Your task: From the following items, filter out and copy every line that contains the word "below".

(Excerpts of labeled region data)
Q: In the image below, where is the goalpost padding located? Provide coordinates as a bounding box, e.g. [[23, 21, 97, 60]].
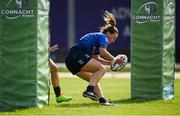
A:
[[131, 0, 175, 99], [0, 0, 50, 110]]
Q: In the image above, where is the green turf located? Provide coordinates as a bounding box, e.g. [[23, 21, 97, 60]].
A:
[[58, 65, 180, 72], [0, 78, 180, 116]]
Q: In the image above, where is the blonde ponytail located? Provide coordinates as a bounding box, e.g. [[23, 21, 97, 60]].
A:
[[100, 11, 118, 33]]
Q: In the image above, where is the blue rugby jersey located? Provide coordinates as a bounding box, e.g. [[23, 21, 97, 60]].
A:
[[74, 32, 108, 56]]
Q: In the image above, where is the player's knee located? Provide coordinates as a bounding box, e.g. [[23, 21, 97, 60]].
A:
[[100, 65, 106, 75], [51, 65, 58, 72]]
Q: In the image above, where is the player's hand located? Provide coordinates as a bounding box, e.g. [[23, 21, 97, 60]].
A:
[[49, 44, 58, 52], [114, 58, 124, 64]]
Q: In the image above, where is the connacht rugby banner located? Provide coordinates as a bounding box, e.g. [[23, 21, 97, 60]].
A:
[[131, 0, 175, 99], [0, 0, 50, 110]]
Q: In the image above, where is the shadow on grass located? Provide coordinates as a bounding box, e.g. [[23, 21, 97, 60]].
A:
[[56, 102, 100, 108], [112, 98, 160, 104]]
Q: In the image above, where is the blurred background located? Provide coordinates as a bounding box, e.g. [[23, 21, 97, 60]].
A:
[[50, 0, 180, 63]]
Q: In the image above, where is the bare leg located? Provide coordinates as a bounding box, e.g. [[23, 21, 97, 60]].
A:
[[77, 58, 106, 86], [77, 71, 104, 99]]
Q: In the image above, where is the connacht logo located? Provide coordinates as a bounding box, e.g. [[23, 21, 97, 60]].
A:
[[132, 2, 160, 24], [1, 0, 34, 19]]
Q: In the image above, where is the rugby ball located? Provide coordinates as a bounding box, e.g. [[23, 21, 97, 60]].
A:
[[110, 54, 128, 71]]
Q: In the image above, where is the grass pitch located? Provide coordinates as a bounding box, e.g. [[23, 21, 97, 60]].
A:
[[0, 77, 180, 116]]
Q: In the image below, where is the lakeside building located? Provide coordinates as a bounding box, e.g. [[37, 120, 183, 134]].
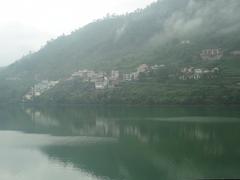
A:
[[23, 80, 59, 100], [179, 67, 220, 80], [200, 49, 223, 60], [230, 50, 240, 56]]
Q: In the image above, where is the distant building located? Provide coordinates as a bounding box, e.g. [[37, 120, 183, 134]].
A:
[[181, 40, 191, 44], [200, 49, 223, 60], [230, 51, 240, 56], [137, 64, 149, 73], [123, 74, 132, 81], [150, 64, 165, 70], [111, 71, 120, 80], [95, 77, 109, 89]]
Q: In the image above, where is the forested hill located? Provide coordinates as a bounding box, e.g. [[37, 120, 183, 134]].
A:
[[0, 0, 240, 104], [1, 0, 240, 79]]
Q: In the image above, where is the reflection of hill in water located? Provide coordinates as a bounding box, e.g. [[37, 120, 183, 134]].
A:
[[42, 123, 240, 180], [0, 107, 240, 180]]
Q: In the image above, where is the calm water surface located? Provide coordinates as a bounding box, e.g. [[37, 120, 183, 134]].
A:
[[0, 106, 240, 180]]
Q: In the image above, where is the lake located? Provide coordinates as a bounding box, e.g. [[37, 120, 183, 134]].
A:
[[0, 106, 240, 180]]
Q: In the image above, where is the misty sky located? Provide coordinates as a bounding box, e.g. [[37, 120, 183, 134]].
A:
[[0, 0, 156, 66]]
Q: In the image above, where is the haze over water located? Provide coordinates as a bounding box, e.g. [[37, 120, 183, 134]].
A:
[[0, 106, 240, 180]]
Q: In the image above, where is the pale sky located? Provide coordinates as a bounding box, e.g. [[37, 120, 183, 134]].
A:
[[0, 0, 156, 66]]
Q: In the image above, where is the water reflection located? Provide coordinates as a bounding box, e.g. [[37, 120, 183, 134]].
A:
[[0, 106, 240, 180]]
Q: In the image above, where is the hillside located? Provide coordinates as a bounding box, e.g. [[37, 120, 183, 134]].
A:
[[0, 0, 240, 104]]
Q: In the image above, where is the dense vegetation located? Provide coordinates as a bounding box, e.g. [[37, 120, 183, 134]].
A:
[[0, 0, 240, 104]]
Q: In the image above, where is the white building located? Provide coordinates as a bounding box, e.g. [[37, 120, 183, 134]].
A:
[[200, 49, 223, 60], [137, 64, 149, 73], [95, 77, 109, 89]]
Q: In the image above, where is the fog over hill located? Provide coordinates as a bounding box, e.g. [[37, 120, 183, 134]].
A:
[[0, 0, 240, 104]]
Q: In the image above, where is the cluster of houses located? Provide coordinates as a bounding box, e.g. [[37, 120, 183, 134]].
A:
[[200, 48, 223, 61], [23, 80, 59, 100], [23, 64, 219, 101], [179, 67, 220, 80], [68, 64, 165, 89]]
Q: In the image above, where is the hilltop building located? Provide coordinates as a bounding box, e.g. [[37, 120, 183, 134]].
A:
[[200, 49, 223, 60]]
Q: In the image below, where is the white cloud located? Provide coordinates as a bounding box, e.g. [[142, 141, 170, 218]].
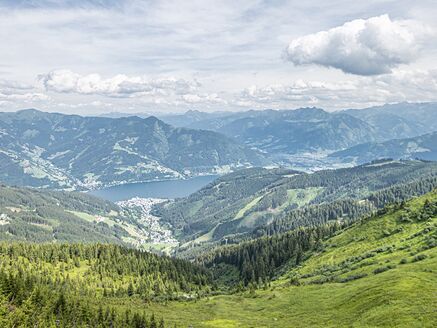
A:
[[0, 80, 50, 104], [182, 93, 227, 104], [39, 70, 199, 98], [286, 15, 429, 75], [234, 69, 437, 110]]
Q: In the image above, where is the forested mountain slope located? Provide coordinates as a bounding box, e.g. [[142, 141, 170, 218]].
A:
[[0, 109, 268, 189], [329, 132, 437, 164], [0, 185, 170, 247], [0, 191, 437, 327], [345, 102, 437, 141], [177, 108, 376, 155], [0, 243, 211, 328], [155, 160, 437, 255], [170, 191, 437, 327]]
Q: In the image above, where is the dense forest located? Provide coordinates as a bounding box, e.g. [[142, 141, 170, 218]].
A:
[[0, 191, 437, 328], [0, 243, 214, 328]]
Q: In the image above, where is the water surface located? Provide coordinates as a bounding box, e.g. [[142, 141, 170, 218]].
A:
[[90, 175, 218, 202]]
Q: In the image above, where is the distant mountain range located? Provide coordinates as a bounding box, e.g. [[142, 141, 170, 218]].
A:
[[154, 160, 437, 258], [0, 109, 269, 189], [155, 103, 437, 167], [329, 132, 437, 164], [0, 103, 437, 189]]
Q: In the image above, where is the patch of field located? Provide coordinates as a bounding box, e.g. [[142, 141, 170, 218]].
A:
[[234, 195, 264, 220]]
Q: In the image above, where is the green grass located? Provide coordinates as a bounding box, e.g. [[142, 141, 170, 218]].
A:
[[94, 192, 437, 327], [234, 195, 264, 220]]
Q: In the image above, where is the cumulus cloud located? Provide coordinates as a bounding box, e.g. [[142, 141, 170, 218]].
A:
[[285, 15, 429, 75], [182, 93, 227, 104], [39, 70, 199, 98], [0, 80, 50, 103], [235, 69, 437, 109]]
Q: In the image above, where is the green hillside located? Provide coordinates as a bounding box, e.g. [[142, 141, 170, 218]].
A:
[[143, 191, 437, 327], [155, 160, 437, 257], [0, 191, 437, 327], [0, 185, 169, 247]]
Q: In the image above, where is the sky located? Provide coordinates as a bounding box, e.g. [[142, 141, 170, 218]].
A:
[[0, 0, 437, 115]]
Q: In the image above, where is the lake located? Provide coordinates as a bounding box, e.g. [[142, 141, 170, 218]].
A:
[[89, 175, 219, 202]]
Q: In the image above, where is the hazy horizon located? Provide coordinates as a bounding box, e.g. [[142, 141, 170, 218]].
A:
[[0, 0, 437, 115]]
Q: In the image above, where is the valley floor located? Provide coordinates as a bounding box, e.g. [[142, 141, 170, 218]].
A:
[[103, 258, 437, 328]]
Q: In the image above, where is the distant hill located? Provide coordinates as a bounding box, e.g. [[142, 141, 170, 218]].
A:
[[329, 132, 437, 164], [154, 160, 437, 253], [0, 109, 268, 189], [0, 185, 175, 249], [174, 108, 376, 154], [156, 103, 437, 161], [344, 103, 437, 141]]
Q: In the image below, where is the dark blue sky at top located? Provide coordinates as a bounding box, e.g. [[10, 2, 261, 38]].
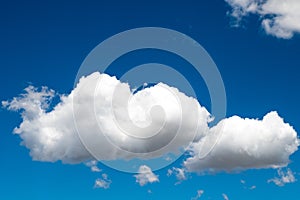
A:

Answer:
Q: In the image below, where is the goalpost padding located? Provide coordinates as a bounding box, e.g. [[23, 21, 97, 60]].
Q: In the image below, where is the lakeside building located? Provide coordinates as a bounding box, e.g. [[37, 120, 183, 134]].
Q: In the image below, where is the white cloud located? Provide coordinates as a bounding box, e.g. [[142, 141, 170, 218]].
Q: In the image below, where is the dark blue sky at top located? Provide coordinates as a bounding box, e.g. [[10, 2, 261, 38]].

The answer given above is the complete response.